To a congressional novice, it's a shocking statistic: Bob Casey has sponsored hundreds of bills and zero, zip, nada have become law.
That's the centerpiece of Republican candidate Tom Smith's first concentrated attack on Casey. The campaign has launched a new website casting the incumbent as "Senator Zero" and claiming that none of Casey's legislative efforts have been successful.
As is everything in politics, nothing is ever quite so black and white. While it may be true that none of Casey's stand alone pieces of legislation have become law on their own, a number of his bills have been folded into larger packages that are now law.
One example is a Casey-sponsored bill on trade adjustment assistance. It became law as part of a larger package approving three free trade agreements. He also introduced a bill that provided tax cuts and credits to workers and small businesses. The former passed as part of a payroll tax cut deal.
Casey's spokesman, Larry Smar, said Smith simply doesn't understand how Capitol Hill works.

| Problems |
1. Decide whether each statement agrees with the article on Bob Casey's legislative record. Answer yes or no, and quote the words of the article that settle it.
(a) Tom Smith's campaign created a website that labels Casey "Senator Zero."
(b) Casey's bill on trade adjustment assistance became law as a stand-alone measure.
(c) Larry Smar speaks for Casey.
2. According to the article on Bob Casey's legislative record, what did the larger package that included his trade adjustment assistance bill approve?
The material after this text is not needed.

| Given data |
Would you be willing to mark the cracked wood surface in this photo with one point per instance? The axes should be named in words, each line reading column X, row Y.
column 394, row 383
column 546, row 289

| Answers to the exercises |
1.
(a) Yes: "The campaign has launched a new website casting the incumbent as "Senator Zero""
(b) No: "It became law as part of a larger package approving three free trade agreements."
(c) Yes: "Casey's spokesman, Larry Smar"

2. Three free trade agreements.